What you need to do
Copy the records below character for character.

== Segment start ==

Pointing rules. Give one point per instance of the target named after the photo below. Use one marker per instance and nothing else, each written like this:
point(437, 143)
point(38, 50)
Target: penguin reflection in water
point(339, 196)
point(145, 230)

== Segment end ==

Reply to the exercise
Pointing rules. Give one point per instance of the target named after the photo below. Use one marker per instance and nothing else, each written like this:
point(437, 143)
point(38, 50)
Target: penguin reflection in water
point(339, 196)
point(145, 230)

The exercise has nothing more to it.